Render the lines below as a JSON list of strings, with one string per line and any blank lines left out.

-- Begin --

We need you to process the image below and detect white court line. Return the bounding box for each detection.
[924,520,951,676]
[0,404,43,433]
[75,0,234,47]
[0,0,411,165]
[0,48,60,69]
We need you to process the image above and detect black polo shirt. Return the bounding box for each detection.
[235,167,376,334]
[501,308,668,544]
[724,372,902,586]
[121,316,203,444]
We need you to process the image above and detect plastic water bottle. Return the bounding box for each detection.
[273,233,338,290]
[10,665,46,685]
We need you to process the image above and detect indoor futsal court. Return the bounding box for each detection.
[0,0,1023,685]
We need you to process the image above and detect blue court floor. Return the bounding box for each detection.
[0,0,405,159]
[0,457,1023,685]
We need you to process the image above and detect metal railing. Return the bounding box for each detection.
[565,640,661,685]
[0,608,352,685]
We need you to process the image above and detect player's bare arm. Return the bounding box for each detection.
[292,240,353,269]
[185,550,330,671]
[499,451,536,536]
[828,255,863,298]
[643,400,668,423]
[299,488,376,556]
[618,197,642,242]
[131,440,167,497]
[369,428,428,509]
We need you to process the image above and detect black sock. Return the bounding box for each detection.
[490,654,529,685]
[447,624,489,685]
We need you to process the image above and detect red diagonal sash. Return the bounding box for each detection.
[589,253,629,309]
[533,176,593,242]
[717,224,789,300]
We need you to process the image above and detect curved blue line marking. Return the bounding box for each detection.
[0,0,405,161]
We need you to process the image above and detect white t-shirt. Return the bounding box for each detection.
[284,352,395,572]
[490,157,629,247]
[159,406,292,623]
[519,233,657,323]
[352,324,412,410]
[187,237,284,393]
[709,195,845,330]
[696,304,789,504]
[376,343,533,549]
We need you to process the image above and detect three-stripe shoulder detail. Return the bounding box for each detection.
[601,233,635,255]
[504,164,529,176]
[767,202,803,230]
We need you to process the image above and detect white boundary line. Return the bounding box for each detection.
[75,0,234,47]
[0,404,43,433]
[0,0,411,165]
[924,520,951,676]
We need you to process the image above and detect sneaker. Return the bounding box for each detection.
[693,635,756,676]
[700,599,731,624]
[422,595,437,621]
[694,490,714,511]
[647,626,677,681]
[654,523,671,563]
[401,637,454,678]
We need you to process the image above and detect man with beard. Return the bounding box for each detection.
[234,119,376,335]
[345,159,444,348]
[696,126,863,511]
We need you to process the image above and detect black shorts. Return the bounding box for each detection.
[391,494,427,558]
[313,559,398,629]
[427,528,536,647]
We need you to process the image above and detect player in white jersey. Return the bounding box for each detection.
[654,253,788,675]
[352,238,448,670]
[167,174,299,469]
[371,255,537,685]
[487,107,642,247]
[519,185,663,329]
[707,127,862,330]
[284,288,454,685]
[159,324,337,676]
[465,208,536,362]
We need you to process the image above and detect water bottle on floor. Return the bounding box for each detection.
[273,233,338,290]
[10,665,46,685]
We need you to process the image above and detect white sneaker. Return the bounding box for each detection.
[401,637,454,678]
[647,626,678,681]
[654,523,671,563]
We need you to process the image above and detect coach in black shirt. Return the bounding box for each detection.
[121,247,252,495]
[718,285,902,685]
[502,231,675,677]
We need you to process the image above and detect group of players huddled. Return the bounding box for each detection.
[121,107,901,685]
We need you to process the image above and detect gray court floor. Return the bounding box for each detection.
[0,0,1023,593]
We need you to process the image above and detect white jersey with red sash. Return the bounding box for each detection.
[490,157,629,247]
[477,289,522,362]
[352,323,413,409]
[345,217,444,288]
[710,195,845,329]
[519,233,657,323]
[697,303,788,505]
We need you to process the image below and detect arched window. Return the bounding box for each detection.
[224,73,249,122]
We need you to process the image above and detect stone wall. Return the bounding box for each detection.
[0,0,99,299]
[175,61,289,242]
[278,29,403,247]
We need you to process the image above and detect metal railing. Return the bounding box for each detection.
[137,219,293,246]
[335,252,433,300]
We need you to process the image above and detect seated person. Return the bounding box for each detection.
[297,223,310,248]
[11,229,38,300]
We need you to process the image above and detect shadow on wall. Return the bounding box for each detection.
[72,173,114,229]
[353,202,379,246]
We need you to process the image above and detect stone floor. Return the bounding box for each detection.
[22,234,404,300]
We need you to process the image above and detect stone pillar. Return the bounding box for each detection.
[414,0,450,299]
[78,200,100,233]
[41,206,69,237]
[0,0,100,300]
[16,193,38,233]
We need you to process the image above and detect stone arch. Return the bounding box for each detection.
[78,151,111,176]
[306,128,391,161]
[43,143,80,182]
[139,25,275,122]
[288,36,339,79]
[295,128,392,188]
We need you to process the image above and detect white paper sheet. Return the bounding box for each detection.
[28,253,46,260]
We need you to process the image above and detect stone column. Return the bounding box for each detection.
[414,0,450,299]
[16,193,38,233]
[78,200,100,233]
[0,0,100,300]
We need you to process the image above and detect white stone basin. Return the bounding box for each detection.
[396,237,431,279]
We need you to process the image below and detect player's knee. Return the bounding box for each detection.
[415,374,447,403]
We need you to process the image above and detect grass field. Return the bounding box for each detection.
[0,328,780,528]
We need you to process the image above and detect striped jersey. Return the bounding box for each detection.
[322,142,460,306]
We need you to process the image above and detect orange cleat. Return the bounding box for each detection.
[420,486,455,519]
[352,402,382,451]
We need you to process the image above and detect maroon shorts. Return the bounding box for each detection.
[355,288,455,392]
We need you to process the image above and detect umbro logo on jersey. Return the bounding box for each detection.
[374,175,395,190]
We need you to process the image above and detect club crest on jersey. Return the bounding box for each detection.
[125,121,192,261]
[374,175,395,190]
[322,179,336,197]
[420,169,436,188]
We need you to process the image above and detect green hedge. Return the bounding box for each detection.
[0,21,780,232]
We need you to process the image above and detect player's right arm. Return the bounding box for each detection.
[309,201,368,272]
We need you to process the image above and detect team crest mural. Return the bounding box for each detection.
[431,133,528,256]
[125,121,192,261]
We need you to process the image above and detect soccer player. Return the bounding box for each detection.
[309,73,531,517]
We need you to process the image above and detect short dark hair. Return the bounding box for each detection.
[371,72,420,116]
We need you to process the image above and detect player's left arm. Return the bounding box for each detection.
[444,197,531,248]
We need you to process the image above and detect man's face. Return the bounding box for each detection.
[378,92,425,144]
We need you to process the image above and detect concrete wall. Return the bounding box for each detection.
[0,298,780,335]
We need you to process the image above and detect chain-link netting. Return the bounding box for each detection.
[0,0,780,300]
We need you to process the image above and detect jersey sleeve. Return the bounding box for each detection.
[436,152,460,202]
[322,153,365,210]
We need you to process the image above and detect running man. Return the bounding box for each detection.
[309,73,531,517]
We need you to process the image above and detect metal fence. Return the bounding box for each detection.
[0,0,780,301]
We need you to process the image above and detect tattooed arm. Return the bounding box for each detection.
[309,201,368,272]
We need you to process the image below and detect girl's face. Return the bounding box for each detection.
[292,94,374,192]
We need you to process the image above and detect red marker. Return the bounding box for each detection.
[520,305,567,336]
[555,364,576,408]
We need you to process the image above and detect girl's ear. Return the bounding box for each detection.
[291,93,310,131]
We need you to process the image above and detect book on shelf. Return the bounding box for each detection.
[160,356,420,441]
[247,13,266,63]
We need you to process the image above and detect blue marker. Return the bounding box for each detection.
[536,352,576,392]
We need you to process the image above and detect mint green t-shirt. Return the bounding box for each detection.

-- End --

Answer to the problem:
[
  "We need you to process the image below and detect white court line. Return the bounding box for each detection.",
  "[924,520,951,676]",
  "[0,404,43,433]",
  "[75,0,234,47]",
  "[0,0,411,165]",
  "[0,48,60,69]",
  "We need you to process the image above and detect black polo shirt. Return the bounding box for each detection.",
  "[235,167,376,334]",
  "[501,308,668,544]",
  "[724,372,902,586]",
  "[121,316,203,444]",
  "We need you to process the image above and detect plastic water bottle. Return the bounding box for each detection.",
  "[273,233,338,290]",
  "[10,665,46,685]",
  "We need you to process the image above and detect indoor futsal court. Return the bounding box for each detection.",
  "[0,0,1023,685]",
  "We need you to process the image above and detect blue court floor. Return the bounding box for each detection.",
  "[0,0,405,159]",
  "[0,457,1023,685]",
  "We need you to process the image above and detect metal railing. Return the bounding box for each detection.",
  "[565,640,661,685]",
  "[0,608,352,685]",
  "We need you to process the image above and detect player's bare arm. Return the bounding box for each detection.",
  "[292,240,353,269]",
  "[185,550,330,671]",
  "[499,451,536,536]",
  "[828,255,863,298]",
  "[643,400,668,423]",
  "[299,488,376,556]",
  "[618,197,642,242]",
  "[131,440,167,497]",
  "[369,428,428,509]",
  "We need you to process the image above and detect black sock. Return the bounding box for each detection.",
  "[490,654,529,685]",
  "[447,624,489,685]",
  "We need you to process the image above and detect red diagonal sash. Return the bounding box for each detection.",
  "[589,253,629,309]",
  "[533,176,593,242]",
  "[717,224,789,300]",
  "We need you to process the image above and detect curved blue line marking. Return the bounding box for each detection.",
  "[0,0,405,161]",
  "We need you to process the image above and detect white t-shirt. Return the bounding box for each detection.",
  "[284,352,395,572]",
  "[490,157,629,247]",
  "[159,406,292,623]",
  "[519,233,657,323]",
  "[352,324,412,410]",
  "[187,237,284,393]",
  "[709,195,845,330]",
  "[696,304,789,504]",
  "[376,343,533,549]",
  "We need you to process the image above and detect three-stripe shoulder detail. Return the bounding box for each detection.",
  "[601,233,635,255]",
  "[504,164,529,176]",
  "[767,202,803,230]",
  "We need you to process the image above and detect white boundary line. Return the bounding box for each detection.",
  "[75,0,234,47]",
  "[0,404,43,433]",
  "[0,0,411,165]",
  "[924,520,951,676]",
  "We need you to process the image above and detect sneaker. Return the bounding box for each detection.",
  "[693,635,756,676]",
  "[700,599,731,624]",
  "[422,595,437,621]",
  "[694,490,714,511]",
  "[647,626,677,681]",
  "[654,523,671,563]",
  "[401,637,454,678]",
  "We need you to process the image above and detect man with beard. Return the bounding box for each detection.",
  "[234,119,376,335]",
  "[345,159,444,348]",
  "[696,126,863,511]",
  "We need you to process the image above and detect black shorts. Return the bounding box for each detection.",
  "[391,494,427,558]",
  "[313,559,398,629]",
  "[427,528,536,647]",
  "We need you to process the image above and detect player in white jersey. Return the bounding box for each detection.",
  "[654,253,788,675]",
  "[352,238,448,670]",
  "[167,174,299,469]",
  "[371,255,537,685]",
  "[487,107,642,247]",
  "[519,185,663,329]",
  "[707,127,862,330]",
  "[284,288,454,685]",
  "[159,324,337,676]",
  "[465,208,536,362]",
  "We need you to process the image above and detect water bottle on floor. Return the bounding box for each detection.",
  "[273,233,338,290]",
  "[10,665,46,685]",
  "We need you to process the image above and detect white sneaker. Return the bounding box for each detection.",
  "[401,637,454,678]",
  "[647,626,678,681]",
  "[654,523,671,563]",
  "We need you to process the image above and detect coach in black shirt. Return the bounding box for each detection.",
  "[121,247,252,495]",
  "[718,285,902,685]",
  "[502,231,675,677]",
  "We need you to process the image above and detect group of players huddled. Return the bounding box for each detection.",
  "[121,107,901,685]",
  "We need you to process the image above and detect gray court floor. Return the bounding box for each detection.",
  "[0,0,1023,593]",
  "We need you to process the image above and detect white jersey with red sash. Return the bounding box for each detection.",
  "[490,157,629,247]",
  "[477,289,522,362]",
  "[352,323,413,409]",
  "[345,217,444,288]",
  "[710,195,845,329]",
  "[519,233,657,323]",
  "[697,303,788,505]",
  "We need you to process the image below and detect arched window. Return the bounding box for each detection.",
  "[224,73,249,122]",
  "We need you to process the image above and detect stone wall. Return the bounding box for each detection.",
  "[0,0,99,299]",
  "[175,61,289,242]",
  "[278,29,403,247]",
  "We need you to process the image above and detect metal railing. Return the bounding box for each detection.",
  "[137,219,293,246]",
  "[335,252,433,300]",
  "We need you to process the image above and detect seated person. Return the bounding box for each detection.",
  "[297,223,310,248]",
  "[11,229,38,300]",
  "We need you to process the image above and detect shadow on wall. Return the bounding box for each detection.",
  "[72,173,114,229]",
  "[353,202,379,246]",
  "We need you to process the image above and detect stone floor. Return the bounding box for each detection.",
  "[22,234,404,300]",
  "We need you to process the image above and detect stone pillar. Return the bounding box for each detection.",
  "[414,0,450,299]",
  "[78,200,100,233]",
  "[41,206,69,237]",
  "[0,0,100,300]",
  "[16,193,38,233]",
  "We need you to process the image above and detect stone arch. Return the bounding box for each detection.",
  "[78,151,111,176]",
  "[306,128,391,161]",
  "[43,143,80,182]",
  "[139,25,275,122]",
  "[288,36,339,79]",
  "[295,128,392,188]",
  "We need you to process the image above and detect white paper sheet. Return the bounding box for each detection.",
  "[28,253,46,260]",
  "We need you to process the image above and detect stone column. Return the bounding box for each detection.",
  "[414,0,450,299]",
  "[16,193,38,233]",
  "[78,200,100,233]",
  "[0,0,100,300]",
  "We need you to process the image above and detect white stone basin. Return the bounding box for each detection.",
  "[396,237,431,279]",
  "We need you to process the image below and detect player's knee. Return the bounding box for each detection.",
  "[415,374,447,403]",
  "We need you to process the image above and detect grass field. Return the bounding box for each detection.",
  "[0,328,780,528]",
  "We need you to process the image above and detect striped jersey. Return the bounding box for each detection.",
  "[322,142,460,306]",
  "We need you to process the image above and detect orange cleat. Return the bounding box for each detection.",
  "[420,486,455,519]",
  "[352,402,382,451]",
  "We need you to process the image above and detect maroon shorts. Return the bounding box for each detection.",
  "[355,288,455,392]",
  "We need you to process the image above and detect umbro logo on jersey. Return the bounding box for each detection.",
  "[374,175,395,190]",
  "We need you to process the image above and detect club crest on jersey. Return the bounding box for each detection.",
  "[125,121,192,261]",
  "[374,175,395,190]",
  "[322,179,336,197]",
  "[420,169,436,188]",
  "We need you to process the image above and detect green hedge. Return the bounding box for each detection.",
  "[0,21,780,232]",
  "We need you to process the image above and detect player's right arm. Return the bounding box for each detection.",
  "[309,201,368,272]",
  "We need you to process the image above and detect team crest mural. Return the bounding box for each detection.",
  "[431,133,528,256]",
  "[125,121,192,261]",
  "We need you to process the image above and detect soccer player. Return the bounding box for each detection.",
  "[309,73,531,517]",
  "We need you to process the image above and detect short dark hair. Return the bounding box for each detection.",
  "[371,72,420,116]",
  "We need you to process the image above and detect player's left arm. Return the bounding box for each detection.",
  "[444,197,531,248]",
  "We need you to process the image above and detect man's face. Return the bounding box for each detection.",
  "[378,92,425,144]",
  "We need you to process the image above and detect concrete wall. Return the bounding box for each detection.",
  "[0,298,780,335]",
  "We need you to process the image above and detect chain-link netting. Return the bounding box for each detection.",
  "[0,0,780,300]",
  "We need you to process the image above and detect jersey sleeve. Return the bounding box for each detection.",
  "[436,152,460,202]",
  "[322,153,365,210]",
  "We need you to process the image above and detect running man. Return the bounding box for each detection.",
  "[309,73,531,517]",
  "We need you to process the image above and detect metal fence. Return the bounding box for each detection.",
  "[0,0,780,301]",
  "We need you to process the image above and detect tattooed arm. Return the bounding box for each detection.",
  "[309,201,368,272]",
  "We need you to process the image below and detect girl's face. Return the bounding box for each detection.",
  "[292,94,374,192]",
  "We need you to process the image above and detect red marker. Return the bounding box for each detection.",
  "[520,305,567,336]",
  "[555,364,576,408]",
  "We need you to process the image above and detect girl's ear. Return the bounding box for each detection.",
  "[291,93,310,131]",
  "We need you to process the image above and detect book on shelf. Return the bounding box for each detection.",
  "[160,356,420,441]",
  "[247,13,266,63]",
  "We need you to process the image above and detect blue marker. Return the bounding box for each detection.",
  "[536,352,576,392]",
  "We need you to process the image above and detect mint green t-shirt. Return the bounding box for each detection."
]